::: PASSAGE CITÉ

Une des questions importantes actuellement est de savoir si le bénéfice constaté avec les bêtabloquants est plus lié à la dose de bêtabloquants prescrite ou à l’amplitude de la diminution de fréquence cardiaque obtenue. La réponse individuelle des patients à la dose de bêtabloquant est très variable. Des données récentes de métaanalyses semblent en faveur d’une relation plus marquée entre la baisse de mortalité et la diminution de fréquence cardiaque obtenue par le bêtabloquant que par la dose prescrite de bêtabloquant. Il faudrait donc, chez nos patients, se focaliser plus sur la diminution de fréquence cardiaque obtenue sans nécessairement chercher à obtenir les doses de bêtabloquant recommandées.
Il est intéressant de noter qu’un travail japonais récent a démontré que des polymorphismes dans l’ostéopontine pouvaient modifier la réponse au traitement bêtabloquant ce qui pourrait donc expliquer, du moins en partie, la variabilité de la réponse individuelle. C’est un nouvel exemple de la médecine personnalisée où la réponse individuelle à un médicament est plus à prendre en compte que les doses recommandées basées sur des grandes cohortes de patients. Il n’y a pas de doute que sur ce sujet d’importance, de nouvelles données devraient nous permettre d’affiner nos approches thérapeutiques au niveau individuel.
Ralentir la fréquence cardiaque dans la maladie coronaire : pourquoi, comment ?
Communication de J.-L. Bonnet, Marseille
Au-delà de l’effet de la fréquence cardiaque sur la diminution du flux coronaire et l’augmentation des besoins bien connus de tous, J.-L. Bonnet a rappelé le rôle essentiel des forces de cisaillement et de l’inflammation dans les mécanismes d’athérogenèse. En cas d’augmentation de la fréquence cardiaque, il y a une augmentation de la fréquence des modifications périodiques de la géométrie artérielle qui, en association avec la diminution du temps de diastole, va accroître le temps d’exposition de l’endothélium aux forces de cisaillement basses. Il est maintenant bien démontré, notamment après l’étude PREDICTION publiée en 2012 qui a systématiquement contrôlé 374 patients par une coronographie réalisée entre 6 et 10 mois après un accident coronarien, l’évolution du profil vasculaire et qui a pu démontrer également que l’évolutivité était liée à deux facteurs, le volume de la plaque athéromateuse et la présence de forces de cisaillement basses.

::::::
::: JEU DE DONNÉES

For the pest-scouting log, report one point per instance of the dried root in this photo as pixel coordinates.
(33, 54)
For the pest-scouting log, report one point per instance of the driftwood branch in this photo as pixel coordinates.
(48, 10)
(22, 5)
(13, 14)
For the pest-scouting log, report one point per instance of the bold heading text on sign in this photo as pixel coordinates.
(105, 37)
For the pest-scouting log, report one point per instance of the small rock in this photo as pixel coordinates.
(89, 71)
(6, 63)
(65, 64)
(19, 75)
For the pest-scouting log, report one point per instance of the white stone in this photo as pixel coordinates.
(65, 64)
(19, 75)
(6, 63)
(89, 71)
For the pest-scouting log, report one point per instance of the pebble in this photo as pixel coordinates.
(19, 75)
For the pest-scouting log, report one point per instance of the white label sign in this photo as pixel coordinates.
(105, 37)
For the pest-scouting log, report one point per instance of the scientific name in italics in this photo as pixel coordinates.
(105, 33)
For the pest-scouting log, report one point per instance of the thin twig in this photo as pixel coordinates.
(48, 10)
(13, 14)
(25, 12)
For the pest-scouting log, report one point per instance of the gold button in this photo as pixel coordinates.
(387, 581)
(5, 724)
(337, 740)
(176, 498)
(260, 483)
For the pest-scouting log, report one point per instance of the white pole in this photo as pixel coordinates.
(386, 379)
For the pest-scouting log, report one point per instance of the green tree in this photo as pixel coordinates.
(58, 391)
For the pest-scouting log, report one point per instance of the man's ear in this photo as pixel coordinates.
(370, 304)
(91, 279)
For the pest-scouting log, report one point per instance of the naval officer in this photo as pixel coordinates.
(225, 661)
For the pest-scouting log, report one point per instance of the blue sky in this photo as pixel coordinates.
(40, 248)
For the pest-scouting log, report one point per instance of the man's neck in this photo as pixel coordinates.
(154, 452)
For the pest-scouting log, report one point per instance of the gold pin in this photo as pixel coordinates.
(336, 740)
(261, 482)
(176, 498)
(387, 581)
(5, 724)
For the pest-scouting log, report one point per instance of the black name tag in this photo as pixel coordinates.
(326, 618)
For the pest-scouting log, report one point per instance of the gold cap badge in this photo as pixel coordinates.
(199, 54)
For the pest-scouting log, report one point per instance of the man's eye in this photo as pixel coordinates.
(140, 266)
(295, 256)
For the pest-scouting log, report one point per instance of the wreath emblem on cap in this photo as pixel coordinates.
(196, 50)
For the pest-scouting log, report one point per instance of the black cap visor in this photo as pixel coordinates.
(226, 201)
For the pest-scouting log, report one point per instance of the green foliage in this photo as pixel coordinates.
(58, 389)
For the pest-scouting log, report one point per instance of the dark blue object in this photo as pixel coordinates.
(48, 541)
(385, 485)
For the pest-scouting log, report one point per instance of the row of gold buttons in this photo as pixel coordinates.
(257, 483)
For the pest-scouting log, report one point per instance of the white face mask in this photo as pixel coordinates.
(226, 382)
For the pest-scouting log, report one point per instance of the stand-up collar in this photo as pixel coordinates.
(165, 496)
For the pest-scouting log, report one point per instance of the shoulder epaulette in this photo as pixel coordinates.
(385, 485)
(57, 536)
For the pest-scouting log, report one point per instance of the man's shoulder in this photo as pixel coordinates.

::::::

À FAIRE:
1 - D'après le passage sur la fréquence cardiaque, combien de patients l'étude PREDICTION a-t-elle contrôlés ?
2 - Pour chacune des affirmations suivantes, indiquez si elle est conforme au passage sur la fréquence cardiaque, en citant les mots qui le montrent.
(a) La réponse individuelle des patients à la dose de bêtabloquant varie peu.
(b) Un travail japonais récent associe des polymorphismes dans l'ostéopontine à une modification de la réponse au traitement bêtabloquant.
(c) L'étude PREDICTION relie l'évolutivité au seul volume de la plaque athéromateuse.
3 - Rédigez la suite du passage sur la fréquence cardiaque à partir de sa dernière phrase.
Les entrées n'ont aucun rapport avec le passage sur la fréquence cardiaque.

RÉPONSES ORDONNÉES:
1 - L'étude PREDICTION a contrôlé 374 patients.

2 -
(a) Non : « La réponse individuelle des patients à la dose de bêtabloquant est très variable. »
(b) Oui : « un travail japonais récent a démontré que des polymorphismes dans l’ostéopontine pouvaient modifier la réponse au traitement bêtabloquant »
(c) Non : « l’évolutivité était liée à deux facteurs, le volume de la plaque athéromateuse et la présence de forces de cisaillement basses »

3 -
L’inflammation joue également un rôle majeur et bien démontré dans l’évolutivité des atteintes coronariennes. LURIC est une étude prospective portant sur 3 267 patients chez lesquels, il avait été retrouvé une sténose coronarienne soit de plus de 20 % soit de plus de 50 % sur un tronc principal. Chez ces patients, il était réalisé un calcul d’un score inflammatoire basé sur le dosage de cinq marqueurs (IL6, CRP, SAA, neutrophiles, fibrinogène). Ces patients avaient par ailleurs une mesure de la fréquence cardiaque au repos. Ce travail a permis de démontrer une relation étroite entre la mortalité cardiovasculaire et le score inflammatoire en particulier en association avec la fréquence cardiaque avec un effet potentialisateur lorsque les patients ont à la fois une fréquence cardiaque élevée et un score inflammatoire élevé.
Conclusion
Ces données montrent donc bien le rôle central de la fréquence cardiaque dans ces deux pathologies majeures que sont l’insuffisance cardiaque et l’insuffisance coronarienne.
Si la place du traitement bêtabloquant dans ces pathologies n’est pas discutée, la question de l’optimisation de la dose et de la cible à atteindre est posée et dans ce sens l’intérêt d’une approche combinée focalisée sur l’obtention d’une fréquence cardiaque optimale est souligné.